===== ПРЕДЛОЖЕННЫЙ ОТРЫВОК

Музиль далее поясняет, что сверхлитератор - совсем не то же самое, что литератор, который зарабатывает много денег. Он может писать или не писать, соответственно, снимать или не снимать телефильмы, но в любом случае "он сидит во всех жюри, подписывает все обращения, держит все речи на днях рождения, высказывается по поводу всех важных событий и призывается на помощь всегда, когда нужно показать, какой достигнут успех. Ибо в любой своей функции сверхлитератор никогда не представляет всю нацию, а представляет только ее передовую часть, широкую, составляющую уже чуть ли не большинство элиту, и это создает вокруг него постоянное духовное напряжение. Это, конечно, жизнь в нынешней фазе своего развития ведет к крупной промышленности духа и точно так же, наоборот, толкает промышленность к духовности, к политике, к контролированию общественной совести; оба процесса идут друг другу навстречу и на середине пути смыкаются". Сверхлитератор - довольно новый для России, по существу, еще не опознанный и не раскрытый тип, который получил особое распространение в сфере "крупной промышленности духа", массового производства, распределения и раскрутки квазиинтеллектуальных продуктов. Музилевская замечательная экспозиция данного человеческого типа есть неоценимое подспорье в анализе и постижении его российской разновидности. Евгений Киселев - одно из пластически выпуклых воплощений такового в российской виртуальной реальности.

==========

**ВАШЕ ЗАДАНИЕ:**
Воспроизведете ли вы целиком, слово в слово, приведенный выше отрывок о сверхлитераторе?

===== ПРЕДОСТАВЛЕННЫЕ ЗАПИСИ

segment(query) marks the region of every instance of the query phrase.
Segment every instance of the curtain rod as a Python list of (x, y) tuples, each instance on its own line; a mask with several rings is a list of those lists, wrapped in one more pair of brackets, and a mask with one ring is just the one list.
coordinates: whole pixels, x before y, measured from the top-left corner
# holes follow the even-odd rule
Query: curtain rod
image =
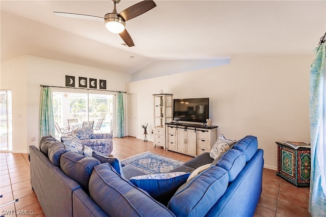
[(41, 84), (40, 86), (41, 86), (41, 87), (59, 87), (59, 88), (71, 88), (71, 89), (86, 89), (87, 90), (93, 90), (108, 91), (110, 91), (110, 92), (124, 92), (124, 93), (126, 93), (126, 94), (127, 93), (127, 92), (124, 92), (123, 91), (109, 90), (107, 90), (107, 89), (89, 89), (89, 88), (86, 88), (72, 87), (61, 87), (61, 86), (58, 86), (43, 85), (42, 85), (42, 84)]

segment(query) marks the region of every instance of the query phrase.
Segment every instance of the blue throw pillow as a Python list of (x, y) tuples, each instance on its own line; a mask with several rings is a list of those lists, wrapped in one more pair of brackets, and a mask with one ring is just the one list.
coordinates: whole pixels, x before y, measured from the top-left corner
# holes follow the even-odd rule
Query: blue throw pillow
[(110, 157), (101, 155), (96, 153), (95, 151), (93, 151), (92, 153), (92, 156), (93, 158), (95, 158), (98, 160), (101, 164), (104, 164), (105, 163), (108, 163), (110, 165), (114, 168), (116, 171), (119, 173), (121, 176), (124, 177), (123, 173), (122, 172), (122, 169), (121, 167), (121, 164), (120, 161), (115, 158), (111, 158)]
[(223, 195), (228, 184), (228, 172), (213, 166), (180, 187), (168, 208), (177, 216), (205, 216)]
[(185, 183), (189, 175), (189, 173), (183, 172), (145, 175), (133, 177), (129, 181), (166, 206), (178, 189)]
[(111, 216), (172, 216), (144, 191), (119, 175), (110, 164), (94, 168), (89, 182), (92, 199)]

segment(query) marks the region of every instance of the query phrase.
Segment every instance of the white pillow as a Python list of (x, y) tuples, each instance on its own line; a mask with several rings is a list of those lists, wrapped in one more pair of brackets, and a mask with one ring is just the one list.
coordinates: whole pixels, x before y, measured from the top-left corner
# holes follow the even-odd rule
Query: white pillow
[(225, 153), (236, 142), (236, 140), (226, 139), (223, 134), (221, 134), (210, 150), (209, 157), (215, 160), (221, 154)]
[(86, 157), (93, 157), (93, 149), (85, 145), (83, 147), (83, 154)]
[(211, 165), (211, 164), (205, 164), (205, 165), (201, 166), (196, 170), (194, 170), (193, 172), (190, 174), (189, 177), (188, 177), (188, 179), (187, 179), (187, 181), (189, 181), (192, 178), (194, 178), (199, 173), (203, 172), (204, 170), (206, 170), (207, 168), (209, 168)]

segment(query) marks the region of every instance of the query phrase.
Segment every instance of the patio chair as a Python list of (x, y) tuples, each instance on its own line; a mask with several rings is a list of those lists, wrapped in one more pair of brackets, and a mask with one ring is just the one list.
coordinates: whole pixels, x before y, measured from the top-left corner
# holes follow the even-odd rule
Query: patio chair
[(67, 119), (67, 120), (68, 120), (68, 125), (72, 130), (77, 130), (82, 126), (82, 123), (78, 123), (77, 118)]
[(104, 118), (100, 118), (97, 121), (97, 123), (96, 123), (96, 126), (94, 126), (93, 128), (93, 131), (96, 131), (97, 133), (98, 133), (98, 131), (100, 131), (101, 133), (102, 133), (102, 131), (101, 130), (101, 126), (102, 126), (102, 123), (103, 122), (103, 120)]
[(91, 128), (93, 129), (93, 126), (94, 126), (94, 120), (92, 121), (83, 121), (83, 127), (85, 128), (85, 127), (90, 126)]
[(67, 119), (68, 124), (72, 123), (78, 123), (78, 119), (77, 118), (71, 118), (71, 119)]
[(56, 138), (58, 140), (60, 140), (63, 135), (69, 135), (72, 133), (72, 130), (70, 130), (69, 127), (60, 127), (57, 122), (55, 122), (55, 127), (58, 132)]

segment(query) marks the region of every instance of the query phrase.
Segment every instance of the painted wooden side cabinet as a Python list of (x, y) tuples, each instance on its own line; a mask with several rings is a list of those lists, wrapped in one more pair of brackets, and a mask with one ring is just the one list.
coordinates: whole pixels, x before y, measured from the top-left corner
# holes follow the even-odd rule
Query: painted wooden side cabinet
[(278, 168), (276, 175), (296, 187), (310, 183), (310, 148), (295, 149), (276, 142)]

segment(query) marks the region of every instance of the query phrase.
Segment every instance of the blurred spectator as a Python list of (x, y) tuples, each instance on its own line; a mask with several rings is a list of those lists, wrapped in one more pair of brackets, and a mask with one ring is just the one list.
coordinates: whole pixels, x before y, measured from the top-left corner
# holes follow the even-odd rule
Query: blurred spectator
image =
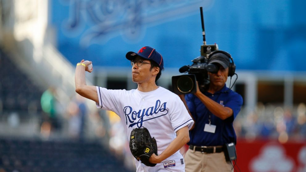
[(84, 138), (85, 119), (87, 113), (85, 100), (84, 97), (76, 94), (68, 105), (68, 133), (72, 138)]
[(41, 108), (44, 113), (40, 132), (47, 137), (52, 131), (58, 130), (60, 128), (60, 121), (56, 116), (56, 94), (55, 88), (50, 87), (43, 92), (40, 99)]

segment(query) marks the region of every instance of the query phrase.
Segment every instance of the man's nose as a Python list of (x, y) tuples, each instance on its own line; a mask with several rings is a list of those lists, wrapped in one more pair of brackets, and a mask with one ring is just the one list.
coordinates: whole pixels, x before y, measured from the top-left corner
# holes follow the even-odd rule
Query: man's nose
[(134, 63), (134, 65), (133, 65), (133, 69), (137, 69), (138, 68), (138, 66), (137, 65), (137, 63)]

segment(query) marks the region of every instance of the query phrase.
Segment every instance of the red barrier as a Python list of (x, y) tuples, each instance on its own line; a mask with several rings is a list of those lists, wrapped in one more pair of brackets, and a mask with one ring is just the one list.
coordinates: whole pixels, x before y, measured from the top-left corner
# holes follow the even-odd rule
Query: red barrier
[[(306, 141), (239, 139), (237, 164), (242, 172), (306, 172)], [(239, 171), (235, 166), (235, 171)]]

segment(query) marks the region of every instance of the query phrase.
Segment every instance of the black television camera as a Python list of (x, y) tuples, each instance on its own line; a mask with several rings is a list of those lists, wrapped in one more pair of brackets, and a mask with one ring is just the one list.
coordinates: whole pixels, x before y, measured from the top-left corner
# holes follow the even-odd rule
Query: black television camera
[(188, 72), (188, 75), (174, 76), (172, 77), (172, 87), (173, 92), (177, 94), (194, 93), (196, 91), (197, 81), (200, 90), (204, 91), (205, 85), (209, 84), (207, 72), (217, 72), (219, 69), (213, 64), (208, 64), (208, 55), (211, 52), (218, 50), (218, 45), (206, 45), (204, 19), (202, 7), (200, 7), (202, 23), (203, 45), (201, 46), (201, 55), (194, 59), (191, 65), (185, 65), (180, 68), (180, 73)]

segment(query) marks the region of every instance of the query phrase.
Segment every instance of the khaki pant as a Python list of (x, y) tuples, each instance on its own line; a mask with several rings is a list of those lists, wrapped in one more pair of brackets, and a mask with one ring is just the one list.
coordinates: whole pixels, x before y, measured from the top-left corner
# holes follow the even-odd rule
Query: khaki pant
[(186, 172), (234, 172), (230, 162), (225, 160), (223, 152), (203, 154), (188, 149), (184, 157)]

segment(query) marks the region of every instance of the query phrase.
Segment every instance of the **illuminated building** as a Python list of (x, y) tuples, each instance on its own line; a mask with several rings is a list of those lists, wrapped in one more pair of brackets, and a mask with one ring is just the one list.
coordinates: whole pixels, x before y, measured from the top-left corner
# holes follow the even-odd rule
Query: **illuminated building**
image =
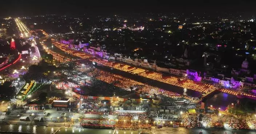
[(12, 41), (11, 41), (11, 49), (15, 49), (15, 43), (14, 42), (14, 40), (12, 38)]

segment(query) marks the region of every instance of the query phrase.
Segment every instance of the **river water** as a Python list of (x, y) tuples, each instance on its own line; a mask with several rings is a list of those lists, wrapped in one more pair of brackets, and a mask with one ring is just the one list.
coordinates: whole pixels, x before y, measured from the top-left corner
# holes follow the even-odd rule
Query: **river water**
[[(19, 132), (31, 134), (53, 134), (55, 131), (59, 130), (59, 127), (37, 126), (26, 126), (13, 125), (0, 125), (0, 134), (1, 132)], [(215, 134), (232, 134), (233, 133), (236, 133), (237, 134), (256, 134), (256, 131), (249, 130), (234, 130), (227, 129), (187, 129), (183, 127), (173, 128), (172, 127), (164, 127), (162, 129), (156, 129), (152, 128), (149, 132), (151, 134), (196, 134), (202, 130), (203, 134), (211, 134), (213, 131)], [(56, 134), (112, 134), (113, 130), (108, 129), (91, 129), (85, 128), (77, 128), (76, 127), (67, 128), (62, 127), (57, 131)], [(138, 131), (118, 130), (115, 134), (137, 134)]]

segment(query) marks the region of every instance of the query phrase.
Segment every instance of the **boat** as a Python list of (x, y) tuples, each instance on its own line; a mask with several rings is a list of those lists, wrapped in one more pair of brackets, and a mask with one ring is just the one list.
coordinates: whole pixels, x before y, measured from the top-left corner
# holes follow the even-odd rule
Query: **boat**
[(112, 129), (114, 126), (109, 125), (93, 124), (92, 123), (82, 123), (82, 126), (84, 128), (88, 129)]
[(140, 131), (139, 131), (139, 134), (149, 134), (149, 132), (146, 132), (144, 131), (144, 130), (142, 130), (141, 133), (140, 133)]

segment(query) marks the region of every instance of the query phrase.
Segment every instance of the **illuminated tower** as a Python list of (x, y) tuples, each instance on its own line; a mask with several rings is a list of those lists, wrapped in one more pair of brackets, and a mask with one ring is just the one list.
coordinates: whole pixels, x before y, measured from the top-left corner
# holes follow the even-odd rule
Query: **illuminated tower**
[(14, 40), (12, 38), (12, 41), (11, 41), (11, 49), (15, 49), (15, 42), (14, 42)]

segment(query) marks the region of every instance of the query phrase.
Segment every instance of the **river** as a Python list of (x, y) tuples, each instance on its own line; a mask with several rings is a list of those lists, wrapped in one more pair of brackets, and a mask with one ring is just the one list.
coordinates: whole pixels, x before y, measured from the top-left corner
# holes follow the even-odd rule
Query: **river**
[[(56, 127), (45, 126), (26, 126), (13, 125), (0, 125), (1, 132), (9, 132), (23, 133), (31, 134), (53, 134), (55, 131), (57, 131), (59, 128)], [(250, 130), (234, 130), (228, 129), (187, 129), (183, 127), (173, 128), (172, 127), (164, 127), (162, 129), (157, 129), (152, 127), (149, 132), (151, 134), (196, 134), (202, 130), (203, 134), (211, 134), (213, 131), (215, 134), (232, 134), (233, 133), (236, 133), (237, 134), (256, 134), (256, 131)], [(113, 134), (113, 130), (108, 129), (91, 129), (85, 128), (64, 128), (61, 127), (56, 134)], [(138, 131), (117, 130), (118, 134), (137, 134)], [(1, 133), (0, 132), (0, 134)]]

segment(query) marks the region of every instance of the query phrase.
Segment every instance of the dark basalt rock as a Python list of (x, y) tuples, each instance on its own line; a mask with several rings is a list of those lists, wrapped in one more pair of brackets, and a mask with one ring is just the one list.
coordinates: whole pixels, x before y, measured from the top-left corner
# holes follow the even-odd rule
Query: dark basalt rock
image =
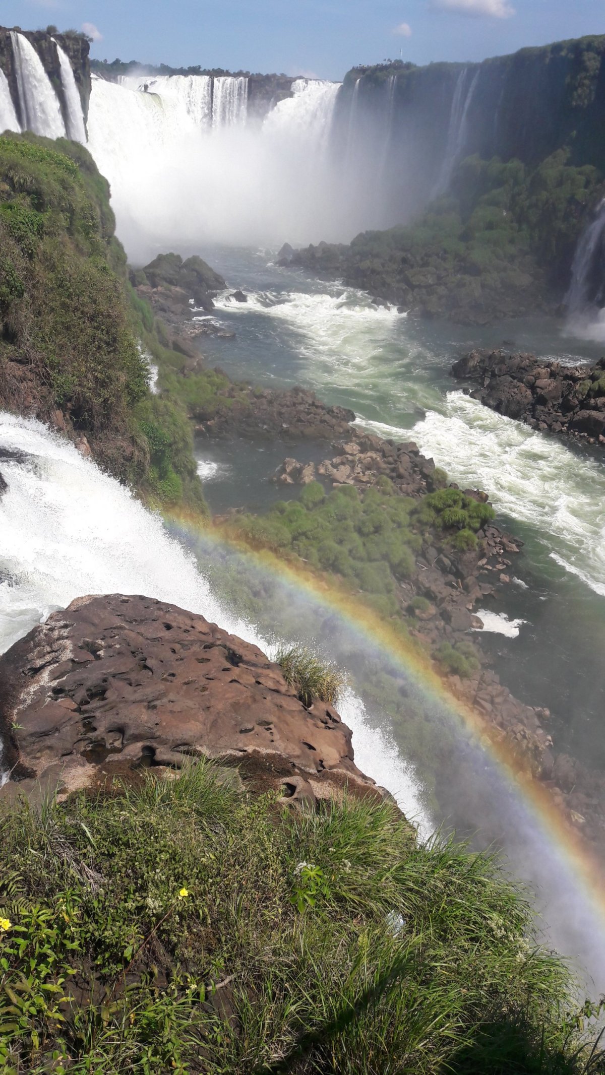
[(605, 444), (605, 359), (595, 366), (563, 366), (535, 355), (473, 350), (451, 368), (455, 377), (479, 382), (471, 391), (492, 411), (551, 430)]
[(6, 759), (17, 777), (73, 789), (97, 766), (178, 769), (205, 756), (288, 783), (292, 797), (347, 784), (381, 793), (332, 706), (305, 708), (256, 646), (161, 601), (78, 598), (0, 658), (0, 684), (2, 731), (18, 710)]
[[(63, 89), (61, 83), (61, 68), (59, 63), (59, 56), (53, 38), (59, 43), (63, 52), (68, 55), (72, 70), (75, 77), (75, 84), (80, 91), (80, 97), (82, 100), (82, 110), (84, 113), (84, 119), (88, 117), (88, 102), (90, 100), (90, 62), (88, 59), (88, 53), (90, 45), (86, 38), (80, 33), (46, 33), (45, 30), (19, 30), (28, 41), (31, 42), (35, 52), (42, 60), (42, 64), (46, 74), (51, 78), (53, 86), (55, 87), (59, 101), (61, 103), (61, 109), (63, 112), (63, 118), (66, 118), (67, 108), (63, 99)], [(19, 116), (19, 101), (17, 92), (17, 81), (15, 64), (13, 60), (13, 45), (11, 41), (11, 32), (6, 27), (0, 27), (0, 69), (6, 75), (9, 87), (11, 90), (11, 97), (15, 104), (15, 110), (17, 116), (21, 120), (23, 117)]]

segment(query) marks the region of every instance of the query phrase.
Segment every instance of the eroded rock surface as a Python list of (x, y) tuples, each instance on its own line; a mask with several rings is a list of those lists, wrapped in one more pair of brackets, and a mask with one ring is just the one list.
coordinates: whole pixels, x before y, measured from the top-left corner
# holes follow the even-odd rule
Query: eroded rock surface
[(330, 705), (306, 710), (256, 646), (161, 601), (78, 598), (0, 659), (0, 683), (13, 780), (74, 788), (98, 765), (178, 768), (203, 755), (296, 798), (347, 783), (375, 793)]

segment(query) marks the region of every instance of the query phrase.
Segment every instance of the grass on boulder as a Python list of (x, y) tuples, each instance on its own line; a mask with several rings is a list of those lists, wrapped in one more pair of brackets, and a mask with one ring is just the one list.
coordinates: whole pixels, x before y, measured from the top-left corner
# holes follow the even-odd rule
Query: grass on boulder
[(304, 646), (280, 647), (275, 655), (275, 663), (282, 669), (288, 687), (298, 691), (304, 705), (313, 705), (315, 699), (328, 705), (337, 704), (344, 685), (342, 673), (325, 664)]
[(1, 805), (5, 1075), (603, 1070), (493, 859), (218, 776)]

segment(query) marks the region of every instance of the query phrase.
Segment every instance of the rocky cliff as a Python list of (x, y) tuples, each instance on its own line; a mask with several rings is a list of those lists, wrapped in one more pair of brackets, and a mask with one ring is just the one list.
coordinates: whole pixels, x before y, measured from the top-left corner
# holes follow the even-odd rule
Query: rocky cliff
[(19, 780), (75, 788), (97, 765), (204, 756), (288, 798), (376, 793), (332, 706), (305, 707), (256, 646), (160, 601), (78, 598), (9, 649), (0, 684), (3, 762)]

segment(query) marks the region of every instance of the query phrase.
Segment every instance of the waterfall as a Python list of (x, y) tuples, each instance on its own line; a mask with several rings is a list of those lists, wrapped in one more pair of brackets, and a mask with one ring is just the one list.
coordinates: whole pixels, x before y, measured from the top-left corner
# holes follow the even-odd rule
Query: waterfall
[(46, 138), (64, 138), (59, 99), (40, 56), (23, 33), (11, 30), (11, 41), (24, 129)]
[(605, 198), (594, 219), (580, 236), (572, 263), (572, 282), (565, 296), (571, 316), (603, 306), (605, 302)]
[(214, 80), (212, 125), (233, 127), (245, 124), (248, 109), (248, 80), (231, 75)]
[(378, 168), (378, 182), (384, 182), (389, 161), (389, 150), (393, 128), (394, 102), (395, 102), (397, 75), (391, 74), (386, 84), (387, 106), (385, 109), (385, 132), (383, 135), (383, 153)]
[(463, 68), (457, 78), (449, 113), (445, 156), (437, 182), (432, 191), (433, 198), (438, 198), (440, 195), (447, 192), (456, 166), (463, 159), (469, 140), (469, 109), (475, 96), (479, 72), (480, 68), (477, 68), (470, 85), (469, 75), (471, 68)]
[(211, 75), (203, 74), (123, 75), (120, 78), (120, 84), (129, 89), (145, 92), (147, 86), (147, 92), (170, 100), (196, 127), (208, 127), (212, 123), (212, 83)]
[(176, 77), (150, 80), (147, 92), (141, 76), (92, 78), (88, 148), (131, 259), (207, 242), (345, 241), (359, 230), (363, 217), (343, 198), (342, 162), (329, 152), (338, 83), (296, 81), (259, 127), (243, 121), (245, 78), (216, 78), (208, 126), (210, 80)]
[[(143, 593), (201, 613), (267, 653), (270, 643), (234, 619), (211, 592), (185, 548), (157, 514), (69, 441), (32, 418), (0, 412), (0, 654), (51, 612), (87, 593)], [(340, 707), (354, 731), (356, 761), (388, 786), (408, 817), (429, 822), (397, 747), (370, 725), (347, 691)], [(1, 770), (0, 784), (8, 774)]]
[(75, 83), (72, 66), (70, 63), (69, 56), (63, 52), (58, 41), (55, 41), (54, 38), (53, 41), (55, 42), (61, 67), (61, 86), (63, 87), (63, 98), (66, 102), (66, 126), (68, 138), (70, 138), (73, 142), (82, 142), (83, 145), (86, 145), (86, 128), (84, 126), (82, 100), (80, 98), (80, 90)]
[(0, 134), (2, 131), (20, 131), (20, 129), (9, 82), (0, 68)]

==========

**ВЫПОЛНЕННОЕ ЗАДАНИЕ:**
Музиль далее поясняет, что сверхлитератор - совсем не то же самое, что литератор, который зарабатывает много денег. Он может писать или не писать, соответственно, снимать или не снимать телефильмы, но в любом случае "он сидит во всех жюри, подписывает все обращения, держит все речи на днях рождения, высказывается по поводу всех важных событий и призывается на помощь всегда, когда нужно показать, какой достигнут успех. Ибо в любой своей функции сверхлитератор никогда не представляет всю нацию, а представляет только ее передовую часть, широкую, составляющую уже чуть ли не большинство элиту, и это создает вокруг него постоянное духовное напряжение. Это, конечно, жизнь в нынешней фазе своего развития ведет к крупной промышленности духа и точно так же, наоборот, толкает промышленность к духовности, к политике, к контролированию общественной совести; оба процесса идут друг другу навстречу и на середине пути смыкаются". Сверхлитератор - довольно новый для России, по существу, еще не опознанный и не раскрытый тип, который получил особое распространение в сфере "крупной промышленности духа", массового производства, распределения и раскрутки квазиинтеллектуальных продуктов. Музилевская замечательная экспозиция данного человеческого типа есть неоценимое подспорье в анализе и постижении его российской разновидности. Евгений Киселев - одно из пластически выпуклых воплощений такового в российской виртуальной реальности.